#### Document passage
------------------------------------------------------------------------
2. The article does a good job with disclosures, at least implied disclosures:

I don't think that there are omitted outcome variables because the bottom paragraph of page 9 and Table 1 report on multiple outcome variables that do not reach statistical significance (the first Results paragraph reports the lack of statistical significance for the items about federal insurance paying for abortion and spending on women's shelters). After reading the blog post, I thought it was odd to devote seven items to abortion and one item to contraception insurance, but in a prior publication Swigger used seven items for abortion, one item for contraception insurance, and items for government insurance for abortion.

I don't think that there are omitted conditions. The logic of the experiment does not suggest a missing condition (like here). Moreover, the article notes that results are "not quite in the way anticipated by the hypotheses" (p. 11), so I'm generally not skeptical about underreporting for this experiment, especially given the disclosure of items for which a difference was not detected.

3. I'm less certain that this was the only experiment ever conducted testing these hypotheses, but I'm basing this on underreporting in social science generally and not on any evidence regarding this experiment. I'd like for political science journals to adopt the requirement for—or for researchers to offer—disclosure regarding the completeness of the reporting of experimental conditions, potential outcome and explanatory variables, and stopping rules for data collection.
------------------------------------------------------------------------
#### Stored rows
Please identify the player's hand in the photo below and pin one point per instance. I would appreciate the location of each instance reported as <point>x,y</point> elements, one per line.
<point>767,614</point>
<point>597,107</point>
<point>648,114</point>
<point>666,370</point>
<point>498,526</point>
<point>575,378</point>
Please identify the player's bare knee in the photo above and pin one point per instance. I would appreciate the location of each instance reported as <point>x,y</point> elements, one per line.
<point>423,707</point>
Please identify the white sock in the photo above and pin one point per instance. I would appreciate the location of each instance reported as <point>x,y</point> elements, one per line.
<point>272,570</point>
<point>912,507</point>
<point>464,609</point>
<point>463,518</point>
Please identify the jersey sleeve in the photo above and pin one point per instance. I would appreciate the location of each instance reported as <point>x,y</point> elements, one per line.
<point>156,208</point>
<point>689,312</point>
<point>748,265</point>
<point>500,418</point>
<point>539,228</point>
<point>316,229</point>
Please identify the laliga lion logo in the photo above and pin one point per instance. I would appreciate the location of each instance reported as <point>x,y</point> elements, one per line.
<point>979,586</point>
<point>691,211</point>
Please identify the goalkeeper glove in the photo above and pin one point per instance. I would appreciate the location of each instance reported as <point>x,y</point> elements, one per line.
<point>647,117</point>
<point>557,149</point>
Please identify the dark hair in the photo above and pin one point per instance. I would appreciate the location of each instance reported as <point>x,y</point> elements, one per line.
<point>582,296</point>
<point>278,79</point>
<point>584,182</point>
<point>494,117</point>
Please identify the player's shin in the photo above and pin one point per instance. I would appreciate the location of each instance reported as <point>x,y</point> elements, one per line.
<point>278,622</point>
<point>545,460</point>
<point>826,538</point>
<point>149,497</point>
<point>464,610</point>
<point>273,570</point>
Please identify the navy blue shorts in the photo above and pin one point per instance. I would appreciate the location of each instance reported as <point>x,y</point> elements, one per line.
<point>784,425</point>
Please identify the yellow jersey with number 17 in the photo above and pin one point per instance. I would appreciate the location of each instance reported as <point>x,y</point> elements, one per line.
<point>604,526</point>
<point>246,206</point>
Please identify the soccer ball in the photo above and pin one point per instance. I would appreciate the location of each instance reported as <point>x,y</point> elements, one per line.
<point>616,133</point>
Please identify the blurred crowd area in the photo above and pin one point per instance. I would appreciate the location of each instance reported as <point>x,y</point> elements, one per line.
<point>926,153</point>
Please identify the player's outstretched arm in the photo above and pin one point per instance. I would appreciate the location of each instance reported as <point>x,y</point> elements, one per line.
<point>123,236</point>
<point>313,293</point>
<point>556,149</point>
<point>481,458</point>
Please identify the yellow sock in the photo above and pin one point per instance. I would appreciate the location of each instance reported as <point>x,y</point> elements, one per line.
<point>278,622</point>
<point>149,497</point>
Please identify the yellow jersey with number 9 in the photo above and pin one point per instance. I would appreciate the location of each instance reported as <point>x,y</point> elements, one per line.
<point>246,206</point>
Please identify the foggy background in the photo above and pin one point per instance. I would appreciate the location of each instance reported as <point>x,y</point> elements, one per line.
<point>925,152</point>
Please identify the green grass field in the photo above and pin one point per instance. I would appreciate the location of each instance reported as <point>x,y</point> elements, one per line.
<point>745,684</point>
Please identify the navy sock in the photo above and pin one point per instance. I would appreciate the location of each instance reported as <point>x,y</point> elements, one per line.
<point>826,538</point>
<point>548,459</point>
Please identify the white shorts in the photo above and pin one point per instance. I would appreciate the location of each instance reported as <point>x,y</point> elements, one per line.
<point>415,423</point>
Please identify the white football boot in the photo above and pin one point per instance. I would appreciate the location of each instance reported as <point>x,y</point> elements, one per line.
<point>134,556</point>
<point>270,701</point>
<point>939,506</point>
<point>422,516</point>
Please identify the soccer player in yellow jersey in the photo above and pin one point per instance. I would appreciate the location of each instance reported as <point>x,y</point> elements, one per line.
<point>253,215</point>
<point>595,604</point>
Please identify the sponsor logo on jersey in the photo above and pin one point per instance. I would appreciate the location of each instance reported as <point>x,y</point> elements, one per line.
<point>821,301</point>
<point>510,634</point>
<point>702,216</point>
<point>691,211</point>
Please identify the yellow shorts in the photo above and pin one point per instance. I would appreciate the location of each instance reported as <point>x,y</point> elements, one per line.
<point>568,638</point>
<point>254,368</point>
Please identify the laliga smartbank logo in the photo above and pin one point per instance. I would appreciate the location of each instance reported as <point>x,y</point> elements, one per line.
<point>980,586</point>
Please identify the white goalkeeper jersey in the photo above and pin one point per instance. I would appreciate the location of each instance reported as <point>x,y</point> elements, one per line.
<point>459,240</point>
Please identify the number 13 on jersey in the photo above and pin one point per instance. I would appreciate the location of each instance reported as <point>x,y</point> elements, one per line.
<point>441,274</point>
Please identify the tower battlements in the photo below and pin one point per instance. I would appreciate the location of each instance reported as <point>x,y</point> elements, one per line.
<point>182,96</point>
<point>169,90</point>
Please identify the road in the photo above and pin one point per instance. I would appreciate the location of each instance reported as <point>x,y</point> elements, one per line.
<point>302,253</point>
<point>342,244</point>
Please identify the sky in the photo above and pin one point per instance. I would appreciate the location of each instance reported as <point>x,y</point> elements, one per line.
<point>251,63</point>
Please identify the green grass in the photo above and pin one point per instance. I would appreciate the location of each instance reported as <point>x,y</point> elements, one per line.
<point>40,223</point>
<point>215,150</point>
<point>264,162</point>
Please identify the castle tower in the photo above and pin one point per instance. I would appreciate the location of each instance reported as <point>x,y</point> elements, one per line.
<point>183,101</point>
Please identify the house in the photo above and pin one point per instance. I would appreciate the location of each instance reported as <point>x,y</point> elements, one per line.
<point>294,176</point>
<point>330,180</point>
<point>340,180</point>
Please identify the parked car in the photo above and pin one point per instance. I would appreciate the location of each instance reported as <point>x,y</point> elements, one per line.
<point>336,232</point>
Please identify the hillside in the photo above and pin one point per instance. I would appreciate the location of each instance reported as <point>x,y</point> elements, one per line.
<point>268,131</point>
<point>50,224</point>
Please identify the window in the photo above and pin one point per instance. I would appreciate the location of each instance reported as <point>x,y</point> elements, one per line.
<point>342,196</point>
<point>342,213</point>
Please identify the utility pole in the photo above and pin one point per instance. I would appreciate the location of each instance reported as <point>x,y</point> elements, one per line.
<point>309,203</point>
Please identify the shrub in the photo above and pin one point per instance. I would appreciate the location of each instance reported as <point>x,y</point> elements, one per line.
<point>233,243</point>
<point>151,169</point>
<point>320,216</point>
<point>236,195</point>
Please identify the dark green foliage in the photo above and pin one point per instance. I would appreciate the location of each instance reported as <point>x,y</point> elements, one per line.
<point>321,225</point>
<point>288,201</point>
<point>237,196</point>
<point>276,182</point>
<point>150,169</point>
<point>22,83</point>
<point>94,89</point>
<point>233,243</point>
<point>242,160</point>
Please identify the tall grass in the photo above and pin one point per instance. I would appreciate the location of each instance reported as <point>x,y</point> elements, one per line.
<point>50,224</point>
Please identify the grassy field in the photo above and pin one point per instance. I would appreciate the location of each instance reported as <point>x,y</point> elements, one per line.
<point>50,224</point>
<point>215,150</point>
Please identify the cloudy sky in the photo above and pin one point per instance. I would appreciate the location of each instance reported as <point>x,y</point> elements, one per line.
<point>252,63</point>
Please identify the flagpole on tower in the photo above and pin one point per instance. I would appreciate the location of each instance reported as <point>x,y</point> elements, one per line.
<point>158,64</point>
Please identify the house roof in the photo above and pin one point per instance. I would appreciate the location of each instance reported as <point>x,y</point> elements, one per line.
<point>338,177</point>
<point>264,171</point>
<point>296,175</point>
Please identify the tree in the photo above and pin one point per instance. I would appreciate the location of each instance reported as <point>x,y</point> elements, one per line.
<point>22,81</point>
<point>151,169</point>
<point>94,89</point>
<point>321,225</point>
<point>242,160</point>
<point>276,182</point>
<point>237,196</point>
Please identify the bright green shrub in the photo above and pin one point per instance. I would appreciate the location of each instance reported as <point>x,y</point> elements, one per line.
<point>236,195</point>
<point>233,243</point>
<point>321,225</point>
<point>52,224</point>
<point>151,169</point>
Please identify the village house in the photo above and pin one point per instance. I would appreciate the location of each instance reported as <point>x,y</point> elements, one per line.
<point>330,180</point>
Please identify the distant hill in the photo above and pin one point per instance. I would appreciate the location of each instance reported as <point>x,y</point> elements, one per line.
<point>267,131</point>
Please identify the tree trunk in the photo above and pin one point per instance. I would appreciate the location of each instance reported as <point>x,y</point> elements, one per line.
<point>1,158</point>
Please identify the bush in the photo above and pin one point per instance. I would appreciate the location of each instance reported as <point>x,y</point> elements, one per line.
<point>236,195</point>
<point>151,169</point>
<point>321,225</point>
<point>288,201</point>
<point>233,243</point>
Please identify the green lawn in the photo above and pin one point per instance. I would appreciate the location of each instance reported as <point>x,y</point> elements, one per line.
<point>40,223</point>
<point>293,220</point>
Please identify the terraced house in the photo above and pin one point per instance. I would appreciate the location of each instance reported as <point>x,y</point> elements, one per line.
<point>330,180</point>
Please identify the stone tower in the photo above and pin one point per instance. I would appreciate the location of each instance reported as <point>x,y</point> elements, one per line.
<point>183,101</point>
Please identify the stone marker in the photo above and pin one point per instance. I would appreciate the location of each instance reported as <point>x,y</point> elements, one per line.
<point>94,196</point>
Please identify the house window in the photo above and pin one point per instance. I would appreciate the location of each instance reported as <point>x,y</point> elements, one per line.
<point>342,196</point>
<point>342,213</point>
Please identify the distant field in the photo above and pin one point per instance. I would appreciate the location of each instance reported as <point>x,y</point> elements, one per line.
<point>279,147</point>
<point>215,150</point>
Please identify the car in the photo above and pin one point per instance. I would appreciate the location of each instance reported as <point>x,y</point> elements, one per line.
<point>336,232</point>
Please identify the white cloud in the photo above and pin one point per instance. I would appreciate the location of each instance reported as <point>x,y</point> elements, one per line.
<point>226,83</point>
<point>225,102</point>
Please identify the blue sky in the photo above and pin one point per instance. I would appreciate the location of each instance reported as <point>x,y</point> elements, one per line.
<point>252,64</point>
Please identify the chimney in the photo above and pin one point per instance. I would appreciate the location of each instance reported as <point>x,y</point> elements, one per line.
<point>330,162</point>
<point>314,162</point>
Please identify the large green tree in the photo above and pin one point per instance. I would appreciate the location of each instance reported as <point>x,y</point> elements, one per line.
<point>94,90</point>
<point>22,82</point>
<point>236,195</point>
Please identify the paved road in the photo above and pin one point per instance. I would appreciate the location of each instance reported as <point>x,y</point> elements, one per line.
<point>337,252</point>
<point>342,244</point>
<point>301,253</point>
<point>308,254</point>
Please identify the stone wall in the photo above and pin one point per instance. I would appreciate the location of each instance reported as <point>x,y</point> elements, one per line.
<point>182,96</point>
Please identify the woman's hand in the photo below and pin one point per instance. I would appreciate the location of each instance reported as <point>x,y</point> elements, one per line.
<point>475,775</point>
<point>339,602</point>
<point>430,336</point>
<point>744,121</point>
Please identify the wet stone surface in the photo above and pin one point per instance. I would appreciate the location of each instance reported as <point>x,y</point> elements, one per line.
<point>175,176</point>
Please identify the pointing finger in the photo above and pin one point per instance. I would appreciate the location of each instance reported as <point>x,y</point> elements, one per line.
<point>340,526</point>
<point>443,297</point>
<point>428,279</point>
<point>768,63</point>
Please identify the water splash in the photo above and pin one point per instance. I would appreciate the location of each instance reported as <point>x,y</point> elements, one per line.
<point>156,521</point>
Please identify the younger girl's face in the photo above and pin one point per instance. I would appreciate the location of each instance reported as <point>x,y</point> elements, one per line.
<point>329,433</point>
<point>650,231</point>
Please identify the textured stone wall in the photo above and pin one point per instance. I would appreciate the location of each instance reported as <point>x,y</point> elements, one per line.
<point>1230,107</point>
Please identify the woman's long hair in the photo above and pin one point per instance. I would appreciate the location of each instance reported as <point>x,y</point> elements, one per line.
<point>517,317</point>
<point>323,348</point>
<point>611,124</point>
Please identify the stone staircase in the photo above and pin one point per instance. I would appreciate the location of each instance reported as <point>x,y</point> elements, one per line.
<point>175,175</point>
------------------------------------------------------------------------
#### Given request 1
Rewrite everything in the passage on experiment disclosure from "3. I'm less" down to "for data collection.", changing "political science journals" to "psychology journals".
#### Given request 2
Copy out everything in the records from the line containing "Please identify the wet" down to the final line of the records, keeping each line unchanged.

#### Result 1
3. I'm less certain that this was the only experiment ever conducted testing these hypotheses, but I'm basing this on underreporting in social science generally and not on any evidence regarding this experiment. I'd like for psychology journals to adopt the requirement for—or for researchers to offer—disclosure regarding the completeness of the reporting of experimental conditions, potential outcome and explanatory variables, and stopping rules for data collection.

#### Result 2
Please identify the wet stone surface in the photo above and pin one point per instance. I would appreciate the location of each instance reported as <point>x,y</point> elements, one per line.
<point>175,176</point>
Please identify the pointing finger in the photo above and pin one point per instance. I would appreciate the location of each instance reported as <point>x,y</point> elements, one per line.
<point>340,526</point>
<point>443,297</point>
<point>428,279</point>
<point>768,63</point>
Please identify the water splash in the photo above and pin one point per instance. I would appreciate the location of each instance reported as <point>x,y</point> elements, one per line.
<point>156,521</point>
Please identify the younger girl's face in the photo above and pin one point per instance. I would appreciate the location of each instance reported as <point>x,y</point> elements, one per line.
<point>329,433</point>
<point>650,231</point>
Please identify the textured stone wall in the photo above and pin one point per instance. I would appreciate the location of each instance reported as <point>x,y</point> elements, one per line.
<point>1230,107</point>
Please identify the woman's long hair in the photo above and pin one point per instance. I would appreciate the location of each instance reported as <point>x,y</point> elements, one per line.
<point>517,317</point>
<point>323,348</point>
<point>611,124</point>
Please identify the stone staircase in the photo above and pin one point per instance. I would appreciate the location of each instance reported as <point>x,y</point> elements, one per line.
<point>175,175</point>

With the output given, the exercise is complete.